Task instructions:
Look through the entries below and say how many lines contain the string "target". Give the number only.

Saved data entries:
- - - -

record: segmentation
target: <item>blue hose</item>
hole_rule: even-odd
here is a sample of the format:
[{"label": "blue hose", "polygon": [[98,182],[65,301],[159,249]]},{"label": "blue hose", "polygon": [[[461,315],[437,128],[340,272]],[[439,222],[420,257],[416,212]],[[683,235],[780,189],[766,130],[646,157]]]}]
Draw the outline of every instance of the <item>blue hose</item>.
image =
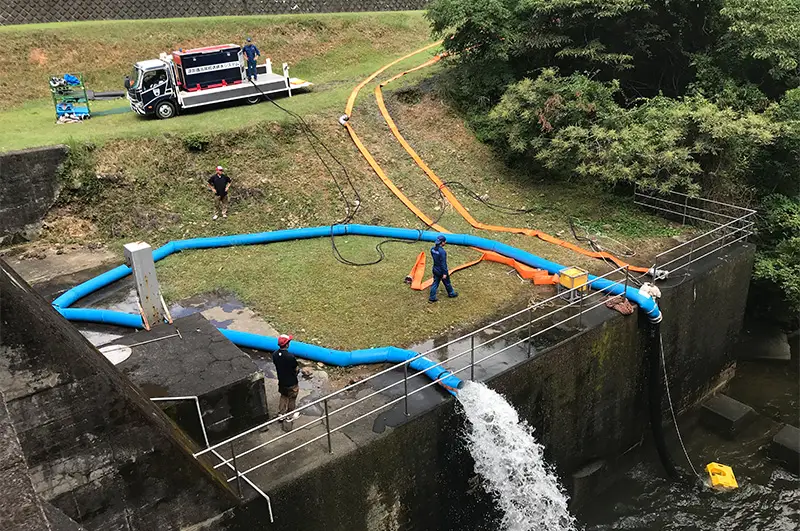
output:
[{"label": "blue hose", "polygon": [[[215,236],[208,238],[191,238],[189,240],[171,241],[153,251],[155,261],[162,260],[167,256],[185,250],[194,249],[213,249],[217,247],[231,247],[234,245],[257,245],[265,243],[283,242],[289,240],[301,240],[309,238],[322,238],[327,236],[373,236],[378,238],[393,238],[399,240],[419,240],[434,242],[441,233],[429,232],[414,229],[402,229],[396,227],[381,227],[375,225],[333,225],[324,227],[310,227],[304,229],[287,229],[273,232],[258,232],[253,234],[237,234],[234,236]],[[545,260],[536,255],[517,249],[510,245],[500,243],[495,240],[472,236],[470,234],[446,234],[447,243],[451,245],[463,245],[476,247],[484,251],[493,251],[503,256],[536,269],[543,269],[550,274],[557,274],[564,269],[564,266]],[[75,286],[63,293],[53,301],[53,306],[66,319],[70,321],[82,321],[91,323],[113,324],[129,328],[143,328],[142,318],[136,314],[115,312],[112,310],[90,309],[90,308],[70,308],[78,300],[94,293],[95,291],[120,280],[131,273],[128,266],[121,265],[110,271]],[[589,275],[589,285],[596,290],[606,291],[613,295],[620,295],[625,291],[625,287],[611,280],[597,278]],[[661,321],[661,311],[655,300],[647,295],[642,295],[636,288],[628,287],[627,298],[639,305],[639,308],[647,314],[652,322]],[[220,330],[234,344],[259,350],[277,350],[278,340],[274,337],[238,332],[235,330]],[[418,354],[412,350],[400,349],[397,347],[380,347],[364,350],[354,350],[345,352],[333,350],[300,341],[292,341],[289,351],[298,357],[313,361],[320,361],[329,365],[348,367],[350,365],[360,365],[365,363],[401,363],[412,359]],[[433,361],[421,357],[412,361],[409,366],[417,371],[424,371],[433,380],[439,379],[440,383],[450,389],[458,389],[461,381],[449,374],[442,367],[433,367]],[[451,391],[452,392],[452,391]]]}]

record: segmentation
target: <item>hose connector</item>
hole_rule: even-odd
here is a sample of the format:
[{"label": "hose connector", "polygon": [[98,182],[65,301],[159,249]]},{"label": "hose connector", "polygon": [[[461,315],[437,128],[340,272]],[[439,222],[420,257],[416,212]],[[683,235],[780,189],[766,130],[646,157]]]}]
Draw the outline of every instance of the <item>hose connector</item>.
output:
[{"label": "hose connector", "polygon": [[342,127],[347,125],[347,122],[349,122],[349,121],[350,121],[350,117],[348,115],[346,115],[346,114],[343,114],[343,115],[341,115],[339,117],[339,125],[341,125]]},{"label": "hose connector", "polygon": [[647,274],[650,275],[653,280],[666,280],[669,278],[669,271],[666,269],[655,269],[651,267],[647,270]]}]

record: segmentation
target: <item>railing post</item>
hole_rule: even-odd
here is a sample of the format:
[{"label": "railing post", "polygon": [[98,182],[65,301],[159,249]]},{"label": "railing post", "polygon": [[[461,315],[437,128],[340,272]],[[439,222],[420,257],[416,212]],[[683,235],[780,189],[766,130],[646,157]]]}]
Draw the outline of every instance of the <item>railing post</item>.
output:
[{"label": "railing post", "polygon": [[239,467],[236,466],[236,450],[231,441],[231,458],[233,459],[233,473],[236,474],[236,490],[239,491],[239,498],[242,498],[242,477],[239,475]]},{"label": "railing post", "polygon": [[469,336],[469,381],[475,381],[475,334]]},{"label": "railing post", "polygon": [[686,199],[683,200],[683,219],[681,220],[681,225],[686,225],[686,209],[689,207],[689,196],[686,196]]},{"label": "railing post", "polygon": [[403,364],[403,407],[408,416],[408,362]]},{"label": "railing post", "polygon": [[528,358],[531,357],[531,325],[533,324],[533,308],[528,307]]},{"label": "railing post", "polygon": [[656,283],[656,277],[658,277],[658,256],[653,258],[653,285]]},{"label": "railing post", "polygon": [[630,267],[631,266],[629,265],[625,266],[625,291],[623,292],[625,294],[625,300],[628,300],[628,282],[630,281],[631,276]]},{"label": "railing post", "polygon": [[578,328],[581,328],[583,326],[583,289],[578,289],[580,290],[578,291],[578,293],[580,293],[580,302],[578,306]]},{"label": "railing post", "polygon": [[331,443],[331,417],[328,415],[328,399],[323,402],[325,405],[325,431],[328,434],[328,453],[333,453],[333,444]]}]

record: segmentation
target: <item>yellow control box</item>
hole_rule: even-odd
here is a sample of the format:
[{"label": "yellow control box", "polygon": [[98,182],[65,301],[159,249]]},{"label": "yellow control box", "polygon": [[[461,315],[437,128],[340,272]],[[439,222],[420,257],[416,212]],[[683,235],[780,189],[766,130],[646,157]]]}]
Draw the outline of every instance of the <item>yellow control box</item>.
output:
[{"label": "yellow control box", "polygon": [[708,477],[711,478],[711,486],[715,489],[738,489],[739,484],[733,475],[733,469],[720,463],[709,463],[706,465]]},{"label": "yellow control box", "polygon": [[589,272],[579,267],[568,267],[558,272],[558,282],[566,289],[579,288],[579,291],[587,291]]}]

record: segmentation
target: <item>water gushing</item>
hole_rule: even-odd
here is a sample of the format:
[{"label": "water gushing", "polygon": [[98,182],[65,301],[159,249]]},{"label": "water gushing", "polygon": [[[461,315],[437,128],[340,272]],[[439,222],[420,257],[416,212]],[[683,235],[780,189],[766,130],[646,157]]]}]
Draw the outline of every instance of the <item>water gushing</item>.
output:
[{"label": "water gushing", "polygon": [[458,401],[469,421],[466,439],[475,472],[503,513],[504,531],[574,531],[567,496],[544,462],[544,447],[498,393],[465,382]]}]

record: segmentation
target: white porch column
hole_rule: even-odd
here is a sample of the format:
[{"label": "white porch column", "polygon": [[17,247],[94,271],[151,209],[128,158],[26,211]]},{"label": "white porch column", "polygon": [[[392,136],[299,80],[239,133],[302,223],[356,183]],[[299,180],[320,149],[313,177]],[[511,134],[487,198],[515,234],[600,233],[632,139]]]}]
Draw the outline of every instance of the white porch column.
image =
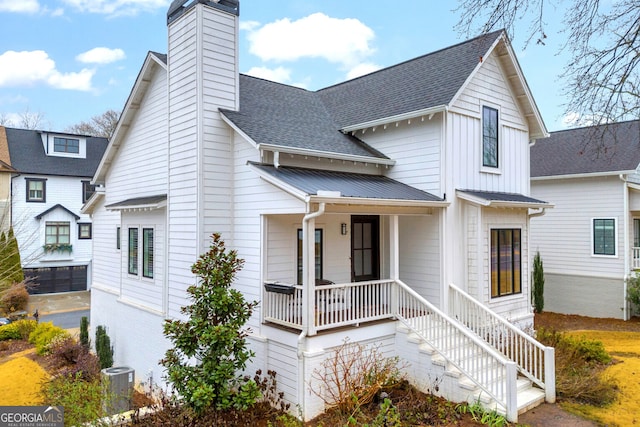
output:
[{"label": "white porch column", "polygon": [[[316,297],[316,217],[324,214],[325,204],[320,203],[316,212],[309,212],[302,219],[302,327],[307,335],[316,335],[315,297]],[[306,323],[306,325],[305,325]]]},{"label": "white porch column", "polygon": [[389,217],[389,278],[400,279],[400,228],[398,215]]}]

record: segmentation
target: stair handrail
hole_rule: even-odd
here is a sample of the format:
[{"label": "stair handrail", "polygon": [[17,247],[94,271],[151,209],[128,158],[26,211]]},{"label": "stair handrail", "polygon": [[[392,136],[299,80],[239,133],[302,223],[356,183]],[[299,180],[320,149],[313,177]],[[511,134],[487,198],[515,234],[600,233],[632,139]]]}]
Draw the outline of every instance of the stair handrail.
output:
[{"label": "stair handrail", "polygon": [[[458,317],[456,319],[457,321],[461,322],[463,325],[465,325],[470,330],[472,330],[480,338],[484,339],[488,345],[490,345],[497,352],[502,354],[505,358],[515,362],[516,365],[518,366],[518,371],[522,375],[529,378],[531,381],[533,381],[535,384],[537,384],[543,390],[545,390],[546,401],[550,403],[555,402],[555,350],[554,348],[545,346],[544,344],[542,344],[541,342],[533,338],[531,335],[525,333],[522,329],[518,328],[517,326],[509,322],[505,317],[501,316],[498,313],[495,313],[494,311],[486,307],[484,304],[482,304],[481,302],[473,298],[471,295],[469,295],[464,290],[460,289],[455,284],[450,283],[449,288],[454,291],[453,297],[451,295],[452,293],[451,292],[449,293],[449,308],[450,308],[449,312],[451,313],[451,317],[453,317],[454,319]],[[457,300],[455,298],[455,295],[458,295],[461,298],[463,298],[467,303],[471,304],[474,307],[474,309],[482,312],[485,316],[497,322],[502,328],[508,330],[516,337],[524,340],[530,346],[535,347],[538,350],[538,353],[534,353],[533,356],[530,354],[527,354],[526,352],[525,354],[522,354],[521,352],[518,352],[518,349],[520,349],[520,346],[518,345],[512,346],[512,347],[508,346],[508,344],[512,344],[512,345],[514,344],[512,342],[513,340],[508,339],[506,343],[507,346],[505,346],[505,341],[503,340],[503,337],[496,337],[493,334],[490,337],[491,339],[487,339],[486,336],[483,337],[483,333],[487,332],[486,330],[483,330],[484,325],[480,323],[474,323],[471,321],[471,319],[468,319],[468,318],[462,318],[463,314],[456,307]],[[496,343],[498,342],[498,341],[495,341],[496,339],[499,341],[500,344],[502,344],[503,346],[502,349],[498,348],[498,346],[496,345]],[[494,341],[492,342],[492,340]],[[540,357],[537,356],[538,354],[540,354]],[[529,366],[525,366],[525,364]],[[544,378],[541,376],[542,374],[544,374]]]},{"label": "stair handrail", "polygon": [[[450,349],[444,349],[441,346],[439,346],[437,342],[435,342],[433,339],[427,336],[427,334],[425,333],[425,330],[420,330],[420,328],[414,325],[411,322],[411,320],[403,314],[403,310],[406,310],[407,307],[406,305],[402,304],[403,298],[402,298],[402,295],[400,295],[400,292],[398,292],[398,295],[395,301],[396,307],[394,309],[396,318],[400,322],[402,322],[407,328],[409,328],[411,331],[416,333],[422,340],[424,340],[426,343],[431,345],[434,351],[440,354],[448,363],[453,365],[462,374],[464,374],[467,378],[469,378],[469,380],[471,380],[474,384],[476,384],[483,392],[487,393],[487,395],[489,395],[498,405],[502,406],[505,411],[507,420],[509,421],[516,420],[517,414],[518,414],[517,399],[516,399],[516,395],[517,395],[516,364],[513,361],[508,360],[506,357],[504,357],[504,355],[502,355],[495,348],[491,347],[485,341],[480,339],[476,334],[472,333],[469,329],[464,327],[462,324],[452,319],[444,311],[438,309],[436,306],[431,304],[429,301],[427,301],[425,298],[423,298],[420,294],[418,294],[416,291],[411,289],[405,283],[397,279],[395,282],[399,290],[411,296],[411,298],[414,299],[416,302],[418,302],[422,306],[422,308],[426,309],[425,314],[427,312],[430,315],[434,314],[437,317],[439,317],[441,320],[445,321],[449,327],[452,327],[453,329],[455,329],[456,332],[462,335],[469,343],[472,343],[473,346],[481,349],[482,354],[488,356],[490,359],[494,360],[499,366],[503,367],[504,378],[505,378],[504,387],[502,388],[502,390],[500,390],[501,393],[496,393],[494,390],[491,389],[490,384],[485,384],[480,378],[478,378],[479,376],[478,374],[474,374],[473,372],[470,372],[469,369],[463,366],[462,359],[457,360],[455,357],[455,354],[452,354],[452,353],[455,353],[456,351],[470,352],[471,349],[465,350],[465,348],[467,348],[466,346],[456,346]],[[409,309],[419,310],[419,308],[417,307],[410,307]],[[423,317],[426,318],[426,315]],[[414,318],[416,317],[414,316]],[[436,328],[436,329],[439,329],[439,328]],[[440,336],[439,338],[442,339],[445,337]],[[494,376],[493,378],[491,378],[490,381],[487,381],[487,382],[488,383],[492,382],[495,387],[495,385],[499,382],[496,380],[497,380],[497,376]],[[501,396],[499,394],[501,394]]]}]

- - - -

Answer section:
7